ANGEZEIGTER TEXT:
_ _ _ _
17.08.2020
Besinnungswort zum 08.August 2020

Von Pfarrer Thomas Schumann, Evangelischer Klinikseelsorger im SRH-Zentralklinikum Suhl

Pfarrer Thomas Schumann

Querdenken

Querdenker. Unter diesem Motto fand letzte Woche in Berlin eine Demonstration gegen den derzeitigen Umgang der Regierung mit Corona statt. Zehntausende waren vor dem Brandenburger Tor zusammengekommen - zum großen Teil ohne Mund-Nasenschutz, dicht gedrängt.

Ja, Corona macht keinen Spaß. Es sind nun schon viele Monate, die wir mit diesem Virus zu tun haben, und jeder hat die Folgen dieser Infektionskrankheit zu spüren bekommen. Doch es ist es nicht allein der Frust, der die Menschen auf die Straße treibt. Es ist die Phantasie, dass die Corona-Pandemie so gar nicht existiert und nur eine Erfindung ist. Das wäre auch erheblich einfacher: Dann wäre der Feind nicht ein unsichtbarer Virus, sondern sichtbare Menschen, die man haftbar machen kann. Aber so einfach ist das nicht. Für mich - und den überwiegenden Anteil der Bevölkerung - sieht das eher verquer als quer gedacht aus.

Doch wie sollen wir mit dem Virus in den nächsten Monate weiter umgehen? Wie lange sollen wir das noch aushalten? Zu biblischen Zeiten stand der König Ahas vor der schwierigen Frage, welchen Weg im Umgang mit den Assyrern, die Israel gefährlich nach gekommen waren, umzugehen.  Sollte er in eine riskante Koalition mit anderen Staaten eingehen oder lieber abwarten und aushalten?

Der damalige Prophet Jesaja forderte ihn zum „stille halten“ auf. „Glaubt ihr nicht, so bleibt ihr nicht“, meinte er. Er bezog sich dabei nicht auf Virologen oder Medien, sondern auf Gott. „Stille halten“, möchte ich im doppelten Sinne verstehen:

Es ist das stille halten: Ich will das durch den Shutdown Erreichte nicht zunichte machen, sondern mich mit Vorsicht in die „neue Normalität“ tasten.
_ _ _ _
BEREITGESTELLTE EINTRÄGE:
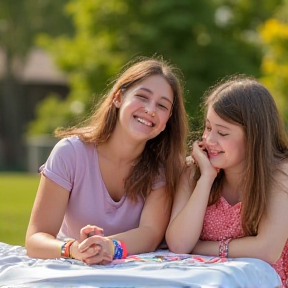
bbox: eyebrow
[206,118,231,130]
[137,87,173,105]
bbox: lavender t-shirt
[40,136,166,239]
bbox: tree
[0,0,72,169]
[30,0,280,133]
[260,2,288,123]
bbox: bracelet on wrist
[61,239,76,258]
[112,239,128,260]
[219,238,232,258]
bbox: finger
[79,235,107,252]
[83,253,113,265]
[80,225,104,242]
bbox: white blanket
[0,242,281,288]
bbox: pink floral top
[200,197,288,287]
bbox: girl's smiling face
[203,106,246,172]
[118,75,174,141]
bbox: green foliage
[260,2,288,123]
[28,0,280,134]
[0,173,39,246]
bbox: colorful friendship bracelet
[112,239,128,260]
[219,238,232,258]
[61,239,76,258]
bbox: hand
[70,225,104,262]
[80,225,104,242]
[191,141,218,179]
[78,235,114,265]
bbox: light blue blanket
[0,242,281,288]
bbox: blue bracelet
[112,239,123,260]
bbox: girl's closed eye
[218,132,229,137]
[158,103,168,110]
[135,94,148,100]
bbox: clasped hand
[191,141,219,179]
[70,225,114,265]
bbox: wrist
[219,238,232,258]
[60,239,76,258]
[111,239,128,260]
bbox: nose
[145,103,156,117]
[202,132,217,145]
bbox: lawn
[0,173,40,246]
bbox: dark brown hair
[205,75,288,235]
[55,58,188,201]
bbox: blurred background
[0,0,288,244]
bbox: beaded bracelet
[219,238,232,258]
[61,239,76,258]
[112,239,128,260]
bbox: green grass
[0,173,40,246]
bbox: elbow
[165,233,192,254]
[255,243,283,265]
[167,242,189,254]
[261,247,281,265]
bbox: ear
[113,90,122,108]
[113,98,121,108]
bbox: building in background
_ _ _ _
AUFGABE A:
Wo versammelten sich laut dem Besinnungswort die Zehntausenden bei der Demonstration in Berlin?
AUFGABE B:
Bitte führe das Besinnungswort im Anschluss an seinen letzten Satz fort.

ERGEBNIS A:
Vor dem Brandenburger Tor.

ERGEBNIS B:
Es ist das Stille halten: In der Stille kommen in mir die verstörenden Hilferufe der Krankenhäuser Italiens vor Augen. Ich erinnere ´mich an die unendlich langen Leichenkonvoys. Und ich bin Gott dankbar, dass wir davor bislang verschont geblieben sind. Die Augen davor zu verschließen, den Virus zu leugnen wäre verquer: Es bedeutete, mit geschlossenen Augen geradewegs ins Unglück zu laufen.

Der Shutdown war eine Entscheidung gegen den Materialismus und Egoismus - für die Mitmenschlichkeit. Eine Entscheidung für das, was uns Jesus gebietet: „Du sollst deinen Nächsten lieben wie dich selbst.“ Auch wenn der Shutdown uns viel kostet, hat er viele unwiederbringliche Leben gerettet.

Der Coronavirus gibt mir die Gelegenheit, quer zu denken - nicht weil es den Virus nicht gibt - sondern weil er unsere Weise zu leben hinterfragt.

Da nach Gott zu fragen, dem was uns als Menschen eigentlich gut tut und was verändern, das ist es! Und darauf vertrauen, dass ich da, wo ich glaube, auch bleibe: Kraftvoll, zuversichtlich, getröstet, liebevoll, besonnen, ausdauernd.